Your task is to copy the stretch of lines in the records below that begins with the line containing "426L208 424V408L211 402H194ZM182" and ends with the line containing "positive clicks: (210, 404) (190, 404)", exactly as written, with nothing added.

——

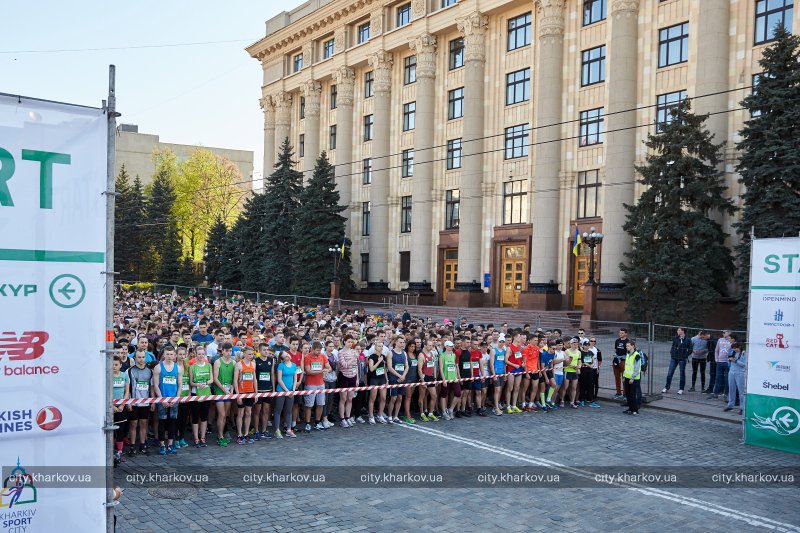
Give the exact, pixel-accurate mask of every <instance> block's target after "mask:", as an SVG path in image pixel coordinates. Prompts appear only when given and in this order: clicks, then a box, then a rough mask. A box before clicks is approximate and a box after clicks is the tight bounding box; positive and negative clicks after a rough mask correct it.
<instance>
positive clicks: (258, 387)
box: [253, 342, 275, 441]
mask: <svg viewBox="0 0 800 533" xmlns="http://www.w3.org/2000/svg"><path fill="white" fill-rule="evenodd" d="M273 383H275V350H274V349H273V348H272V347H270V345H269V344H268V343H266V342H261V343H259V345H258V359H256V385H257V387H258V392H272V390H273V385H272V384H273ZM273 403H274V398H258V400H256V404H255V406H253V419H254V420H255V424H254V425H255V426H256V432H255V434H254V435H253V439H254V440H257V441H258V440H261V439H262V438H263V439H270V438H272V435H270V434H269V431H268V430H267V428H268V427H269V421H270V420H269V419H270V415H271V414H272V413H271V410H272V405H273Z"/></svg>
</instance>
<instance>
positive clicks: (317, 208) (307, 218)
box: [292, 152, 351, 297]
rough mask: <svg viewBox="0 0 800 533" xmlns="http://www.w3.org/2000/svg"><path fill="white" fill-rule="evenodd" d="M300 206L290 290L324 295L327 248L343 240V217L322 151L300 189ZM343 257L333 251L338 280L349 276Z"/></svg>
mask: <svg viewBox="0 0 800 533" xmlns="http://www.w3.org/2000/svg"><path fill="white" fill-rule="evenodd" d="M300 206H301V207H300V209H299V211H298V213H297V226H296V227H295V238H294V242H295V247H294V250H293V256H292V260H293V261H294V264H295V265H298V268H295V269H294V283H293V285H292V290H293V291H294V293H295V294H300V295H304V296H317V297H326V296H328V295H329V294H330V279H331V277H332V275H333V261H334V258H333V257H332V256H333V254H332V253H331V252H330V251H329V249H330V248H331V247H335V248H340V247H341V246H342V243H343V242H344V238H345V234H344V230H345V218H344V217H343V216H342V215H340V214H339V213H341V212H342V211H344V209H345V208H344V207H343V206H340V205H339V192H338V191H337V190H336V183H335V181H334V174H333V166H332V165H331V164H330V162H329V161H328V157H327V155H326V154H325V152H322V154H321V155H320V156H319V158H318V159H317V161H316V164H315V166H314V173H313V175H312V176H311V179H310V180H309V181H308V184H307V185H306V186H305V188H303V190H302V192H301V193H300ZM347 259H348V256H347V255H345V258H344V260H343V259H341V255H338V254H337V255H336V258H335V260H336V261H337V264H339V270H338V272H337V276H338V278H339V279H340V280H349V278H350V271H351V268H350V265H349V262H347V263H346V262H345V260H347Z"/></svg>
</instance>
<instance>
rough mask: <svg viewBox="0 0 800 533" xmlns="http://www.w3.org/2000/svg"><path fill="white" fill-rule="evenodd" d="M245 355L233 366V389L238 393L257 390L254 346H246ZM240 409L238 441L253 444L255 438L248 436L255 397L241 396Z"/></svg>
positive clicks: (239, 413)
mask: <svg viewBox="0 0 800 533" xmlns="http://www.w3.org/2000/svg"><path fill="white" fill-rule="evenodd" d="M243 351H244V357H243V358H242V360H241V361H239V362H238V363H236V366H234V368H233V391H234V392H235V393H236V394H250V393H254V392H256V365H255V363H254V362H253V355H254V353H253V347H252V346H245V347H244V350H243ZM236 403H237V405H238V406H239V410H238V412H237V413H236V434H237V436H236V443H237V444H240V445H242V444H253V442H255V439H253V438H252V437H249V436H248V433H249V431H250V419H251V418H252V416H253V405H255V403H256V400H255V398H239V399H238V400H236Z"/></svg>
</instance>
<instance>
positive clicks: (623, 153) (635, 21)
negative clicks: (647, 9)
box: [600, 0, 639, 291]
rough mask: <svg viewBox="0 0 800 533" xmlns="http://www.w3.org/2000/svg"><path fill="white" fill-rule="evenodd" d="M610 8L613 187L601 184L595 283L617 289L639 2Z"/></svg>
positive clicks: (617, 3) (607, 51)
mask: <svg viewBox="0 0 800 533" xmlns="http://www.w3.org/2000/svg"><path fill="white" fill-rule="evenodd" d="M610 8H611V9H610V13H611V25H610V30H611V31H610V38H609V40H608V48H607V52H608V53H607V65H606V80H607V82H606V83H607V84H608V110H607V118H606V126H607V132H608V133H607V135H606V139H607V142H606V176H607V177H608V181H610V182H613V183H614V186H606V187H603V233H604V234H605V238H604V239H603V244H602V246H601V250H602V252H601V258H602V264H603V268H602V273H603V274H602V279H601V280H600V281H601V284H600V286H601V290H604V289H605V290H607V291H617V290H619V289H620V288H621V284H622V271H621V270H620V268H619V265H620V264H621V263H624V262H625V260H626V259H625V252H627V251H629V250H630V247H631V237H630V235H628V234H627V233H626V232H625V230H623V229H622V226H623V224H625V220H626V215H627V210H626V209H625V206H624V204H632V203H633V202H634V201H635V196H634V195H635V186H634V181H635V179H636V176H635V170H634V167H633V165H634V161H635V159H636V129H635V126H636V111H628V112H624V113H622V112H621V111H625V110H632V109H634V108H635V107H636V79H637V65H638V46H637V38H638V25H639V24H638V12H639V0H612V1H611V5H610Z"/></svg>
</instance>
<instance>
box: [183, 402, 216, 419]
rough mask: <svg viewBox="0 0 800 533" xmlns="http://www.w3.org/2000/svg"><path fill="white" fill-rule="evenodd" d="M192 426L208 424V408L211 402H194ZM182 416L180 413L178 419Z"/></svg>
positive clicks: (210, 404) (190, 404)
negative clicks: (200, 422) (206, 422)
mask: <svg viewBox="0 0 800 533" xmlns="http://www.w3.org/2000/svg"><path fill="white" fill-rule="evenodd" d="M190 405H191V406H192V424H199V423H200V422H208V406H209V405H211V402H192V403H191V404H190ZM180 416H181V414H180V411H178V417H179V418H180Z"/></svg>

——

RESPONSE FOR THIS EXERCISE:
rough mask: <svg viewBox="0 0 800 533" xmlns="http://www.w3.org/2000/svg"><path fill="white" fill-rule="evenodd" d="M192 426L208 424V408L211 402H194ZM182 416L180 413L178 419Z"/></svg>
positive clicks: (210, 404) (190, 404)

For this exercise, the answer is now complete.